### RECORD LIST ###

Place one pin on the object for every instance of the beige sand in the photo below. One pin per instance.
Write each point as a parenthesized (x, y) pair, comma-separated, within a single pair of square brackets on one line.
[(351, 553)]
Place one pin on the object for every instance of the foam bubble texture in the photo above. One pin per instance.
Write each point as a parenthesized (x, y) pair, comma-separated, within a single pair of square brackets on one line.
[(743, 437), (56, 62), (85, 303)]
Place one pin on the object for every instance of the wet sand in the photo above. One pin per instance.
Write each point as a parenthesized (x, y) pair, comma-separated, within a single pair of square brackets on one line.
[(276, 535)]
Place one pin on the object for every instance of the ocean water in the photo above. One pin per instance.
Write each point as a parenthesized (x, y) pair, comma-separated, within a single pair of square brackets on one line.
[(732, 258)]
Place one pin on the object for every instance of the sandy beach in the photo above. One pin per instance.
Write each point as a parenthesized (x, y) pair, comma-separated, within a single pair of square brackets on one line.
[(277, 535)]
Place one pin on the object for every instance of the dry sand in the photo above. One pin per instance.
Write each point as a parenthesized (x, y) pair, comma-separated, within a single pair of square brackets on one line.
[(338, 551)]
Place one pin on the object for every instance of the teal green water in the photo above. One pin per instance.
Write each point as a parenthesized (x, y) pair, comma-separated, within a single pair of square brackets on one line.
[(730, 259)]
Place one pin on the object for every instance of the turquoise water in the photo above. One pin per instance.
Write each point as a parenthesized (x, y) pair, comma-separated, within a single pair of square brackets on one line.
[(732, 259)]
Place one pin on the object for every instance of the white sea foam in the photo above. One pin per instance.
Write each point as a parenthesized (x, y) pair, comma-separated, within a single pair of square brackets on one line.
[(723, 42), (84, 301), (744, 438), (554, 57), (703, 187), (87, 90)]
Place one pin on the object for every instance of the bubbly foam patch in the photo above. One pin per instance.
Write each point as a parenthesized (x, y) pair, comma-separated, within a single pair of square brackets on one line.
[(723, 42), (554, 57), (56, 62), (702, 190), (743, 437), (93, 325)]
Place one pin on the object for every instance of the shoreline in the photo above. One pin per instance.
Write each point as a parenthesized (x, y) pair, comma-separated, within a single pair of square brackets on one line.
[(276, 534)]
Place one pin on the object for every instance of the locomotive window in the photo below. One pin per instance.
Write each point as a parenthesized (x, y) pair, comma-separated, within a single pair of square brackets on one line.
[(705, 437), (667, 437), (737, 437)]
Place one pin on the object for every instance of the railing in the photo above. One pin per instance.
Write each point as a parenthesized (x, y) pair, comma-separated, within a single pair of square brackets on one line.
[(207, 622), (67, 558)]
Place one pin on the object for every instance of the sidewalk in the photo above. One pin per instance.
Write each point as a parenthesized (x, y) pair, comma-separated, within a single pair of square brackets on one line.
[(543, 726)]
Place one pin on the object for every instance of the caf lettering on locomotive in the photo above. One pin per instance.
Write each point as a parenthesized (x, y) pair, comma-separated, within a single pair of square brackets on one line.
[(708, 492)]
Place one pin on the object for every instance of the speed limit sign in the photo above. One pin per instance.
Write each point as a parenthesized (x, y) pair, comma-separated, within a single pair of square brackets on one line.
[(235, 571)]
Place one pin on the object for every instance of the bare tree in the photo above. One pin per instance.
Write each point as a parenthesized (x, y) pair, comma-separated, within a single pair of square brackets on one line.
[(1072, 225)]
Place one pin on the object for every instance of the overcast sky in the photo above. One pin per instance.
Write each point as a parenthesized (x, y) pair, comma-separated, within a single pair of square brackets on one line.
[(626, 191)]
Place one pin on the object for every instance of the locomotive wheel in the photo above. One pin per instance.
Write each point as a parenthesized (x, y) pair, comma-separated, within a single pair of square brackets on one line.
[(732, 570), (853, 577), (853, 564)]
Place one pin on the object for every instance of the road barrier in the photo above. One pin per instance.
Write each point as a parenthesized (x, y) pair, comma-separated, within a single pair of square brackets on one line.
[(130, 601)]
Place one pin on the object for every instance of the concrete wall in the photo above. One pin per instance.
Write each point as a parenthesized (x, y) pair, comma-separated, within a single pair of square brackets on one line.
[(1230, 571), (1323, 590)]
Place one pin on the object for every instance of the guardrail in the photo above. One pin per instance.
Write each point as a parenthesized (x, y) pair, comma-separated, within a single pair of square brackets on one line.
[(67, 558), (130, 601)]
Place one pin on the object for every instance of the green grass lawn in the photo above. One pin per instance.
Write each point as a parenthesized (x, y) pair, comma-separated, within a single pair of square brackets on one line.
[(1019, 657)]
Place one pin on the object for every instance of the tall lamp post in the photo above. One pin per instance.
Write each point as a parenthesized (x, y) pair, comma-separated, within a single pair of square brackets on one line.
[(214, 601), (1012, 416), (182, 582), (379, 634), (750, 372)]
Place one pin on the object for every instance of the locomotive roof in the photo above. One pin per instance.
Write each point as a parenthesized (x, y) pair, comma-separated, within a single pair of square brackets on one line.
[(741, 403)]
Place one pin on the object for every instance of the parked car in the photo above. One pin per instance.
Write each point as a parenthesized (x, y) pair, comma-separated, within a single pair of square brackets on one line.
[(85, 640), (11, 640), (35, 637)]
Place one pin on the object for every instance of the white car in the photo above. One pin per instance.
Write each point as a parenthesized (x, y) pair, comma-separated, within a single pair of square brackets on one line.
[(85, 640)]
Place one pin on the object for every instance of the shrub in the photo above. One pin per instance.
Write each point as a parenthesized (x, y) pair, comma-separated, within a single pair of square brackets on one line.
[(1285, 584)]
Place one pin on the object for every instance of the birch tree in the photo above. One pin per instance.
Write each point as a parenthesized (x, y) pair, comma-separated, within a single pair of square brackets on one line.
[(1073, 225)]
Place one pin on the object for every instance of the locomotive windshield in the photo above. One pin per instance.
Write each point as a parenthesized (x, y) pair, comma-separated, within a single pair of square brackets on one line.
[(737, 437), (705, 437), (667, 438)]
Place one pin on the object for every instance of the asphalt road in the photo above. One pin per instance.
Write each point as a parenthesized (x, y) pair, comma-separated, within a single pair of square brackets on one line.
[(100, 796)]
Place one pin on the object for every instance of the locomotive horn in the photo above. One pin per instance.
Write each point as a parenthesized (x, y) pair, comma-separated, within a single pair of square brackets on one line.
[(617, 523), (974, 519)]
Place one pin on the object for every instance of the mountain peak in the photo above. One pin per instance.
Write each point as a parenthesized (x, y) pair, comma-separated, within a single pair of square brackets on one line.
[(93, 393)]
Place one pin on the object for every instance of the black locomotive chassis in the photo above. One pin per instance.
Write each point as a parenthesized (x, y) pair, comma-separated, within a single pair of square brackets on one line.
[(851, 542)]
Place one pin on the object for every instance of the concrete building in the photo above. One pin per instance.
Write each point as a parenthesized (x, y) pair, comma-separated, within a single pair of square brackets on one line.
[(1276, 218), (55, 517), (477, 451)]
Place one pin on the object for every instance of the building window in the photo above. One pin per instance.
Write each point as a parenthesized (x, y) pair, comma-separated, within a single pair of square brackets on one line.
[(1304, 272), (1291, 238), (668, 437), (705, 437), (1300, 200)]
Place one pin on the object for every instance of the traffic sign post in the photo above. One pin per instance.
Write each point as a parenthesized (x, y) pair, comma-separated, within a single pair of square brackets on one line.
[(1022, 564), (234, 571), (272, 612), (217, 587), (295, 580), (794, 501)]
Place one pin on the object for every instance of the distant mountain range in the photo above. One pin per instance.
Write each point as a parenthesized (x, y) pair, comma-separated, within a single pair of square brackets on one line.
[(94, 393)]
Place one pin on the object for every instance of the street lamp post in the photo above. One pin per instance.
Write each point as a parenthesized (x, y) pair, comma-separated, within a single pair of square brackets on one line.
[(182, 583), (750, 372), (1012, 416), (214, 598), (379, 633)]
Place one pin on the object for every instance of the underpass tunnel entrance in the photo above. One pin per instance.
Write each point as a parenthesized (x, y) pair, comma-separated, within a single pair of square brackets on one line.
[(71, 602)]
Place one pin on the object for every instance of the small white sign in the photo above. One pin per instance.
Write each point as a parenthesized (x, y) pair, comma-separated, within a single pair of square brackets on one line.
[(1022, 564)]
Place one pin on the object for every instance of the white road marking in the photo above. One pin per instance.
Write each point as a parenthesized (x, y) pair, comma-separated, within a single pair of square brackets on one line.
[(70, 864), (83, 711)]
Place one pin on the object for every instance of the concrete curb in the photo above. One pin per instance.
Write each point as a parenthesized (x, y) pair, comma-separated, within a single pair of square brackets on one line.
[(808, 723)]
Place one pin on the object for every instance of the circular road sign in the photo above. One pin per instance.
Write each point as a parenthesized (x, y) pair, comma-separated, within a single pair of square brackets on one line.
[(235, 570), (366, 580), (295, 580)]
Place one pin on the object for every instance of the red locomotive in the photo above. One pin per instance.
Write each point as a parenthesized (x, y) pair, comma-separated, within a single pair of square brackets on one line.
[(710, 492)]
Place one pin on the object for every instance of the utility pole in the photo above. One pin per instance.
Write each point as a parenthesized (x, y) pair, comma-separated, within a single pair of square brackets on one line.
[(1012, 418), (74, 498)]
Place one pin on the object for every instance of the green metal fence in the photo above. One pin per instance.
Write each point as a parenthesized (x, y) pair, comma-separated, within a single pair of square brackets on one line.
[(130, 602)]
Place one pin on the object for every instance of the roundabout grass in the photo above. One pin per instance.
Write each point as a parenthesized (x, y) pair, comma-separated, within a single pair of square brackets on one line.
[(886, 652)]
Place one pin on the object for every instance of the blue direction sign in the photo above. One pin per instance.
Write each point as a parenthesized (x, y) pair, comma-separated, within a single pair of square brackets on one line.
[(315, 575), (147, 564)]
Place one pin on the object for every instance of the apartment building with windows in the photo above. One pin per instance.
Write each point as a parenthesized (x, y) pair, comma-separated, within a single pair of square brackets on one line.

###

AIM OF THE TASK:
Rescale the stretch of the listing from its start through the line containing "[(276, 535)]". Give those lines again with the requests unchanged, and multiply every point coordinate in the answers by 2, rounding to whole numbers with halves going up.

FINISHED EXERCISE:
Place one pin on the object for every instance of the beige sand in the photo below. One pin per instance.
Write each point as a parenthesized (x, y) pair, comma-separated, within a single pair of square brackets on one line.
[(702, 1106)]
Place one pin on the object for every instance of the foam bubble texture in the photo above. One pin per instance.
Write each point as a parenthesized (x, y) pair, comma-separated, within a single pair of square brackets on one line.
[(1486, 874), (112, 124), (170, 606)]
Place one pin on the object for every instance of the wet sand in the photo above. One pin per instance.
Write each point as a parenthesized (x, y) pair, comma-separated, within a single pair of square brackets on one line.
[(552, 1070)]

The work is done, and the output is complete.